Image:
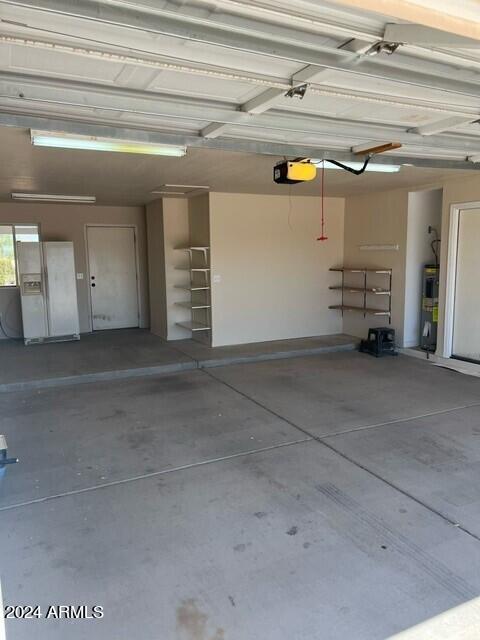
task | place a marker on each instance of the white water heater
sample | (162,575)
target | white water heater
(48,291)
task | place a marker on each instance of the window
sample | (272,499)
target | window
(10,234)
• • • • • • •
WORK REQUIRED -
Retype word for word the lines running from the line containing "sample | (162,575)" to the end of the listing, and only those.

ANSWER FOR THIS EXERCISE -
sample | (162,575)
target | white water heater
(48,291)
task | place a marker on each instance of the window
sample | (272,499)
target | window
(10,234)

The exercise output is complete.